Location labeling records:
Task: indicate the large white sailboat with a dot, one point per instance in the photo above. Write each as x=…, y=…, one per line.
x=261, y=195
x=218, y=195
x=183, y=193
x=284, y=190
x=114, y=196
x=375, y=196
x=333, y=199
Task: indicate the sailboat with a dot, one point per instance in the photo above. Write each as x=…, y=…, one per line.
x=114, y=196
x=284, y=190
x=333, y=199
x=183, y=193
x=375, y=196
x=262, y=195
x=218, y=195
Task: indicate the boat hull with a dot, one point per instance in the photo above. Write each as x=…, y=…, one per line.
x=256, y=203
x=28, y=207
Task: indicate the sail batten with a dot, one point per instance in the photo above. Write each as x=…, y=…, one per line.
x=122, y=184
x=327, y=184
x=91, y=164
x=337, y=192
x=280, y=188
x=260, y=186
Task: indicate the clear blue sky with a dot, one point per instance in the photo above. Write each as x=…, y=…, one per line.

Requirement:
Rewrite all of the records with every "indicate" changed to "mark" and everything else left as it is.

Answer to the task:
Task: mark the large white sailboat with a dot, one point per instance in the photo above. Write each as x=…, y=…, one per line.
x=261, y=195
x=218, y=195
x=183, y=193
x=284, y=190
x=114, y=196
x=375, y=196
x=333, y=199
Task: mark the sailboat with a dot, one point per instance in the photo above. Write each as x=…, y=…, one per line.
x=114, y=196
x=284, y=190
x=333, y=199
x=183, y=193
x=375, y=196
x=262, y=195
x=218, y=195
Task: mark the boat hull with a dot, one point per instance in the photo above. Write each as x=…, y=…, one per line.
x=256, y=203
x=28, y=207
Task: mark the sail batten with a dot, one point per instance in the photo above. Write each as x=…, y=…, one per line.
x=122, y=184
x=327, y=184
x=91, y=164
x=337, y=192
x=280, y=188
x=260, y=186
Task: mark the clear blue sky with a dot, one point per instance in the photo above. Write each as x=…, y=…, one per line.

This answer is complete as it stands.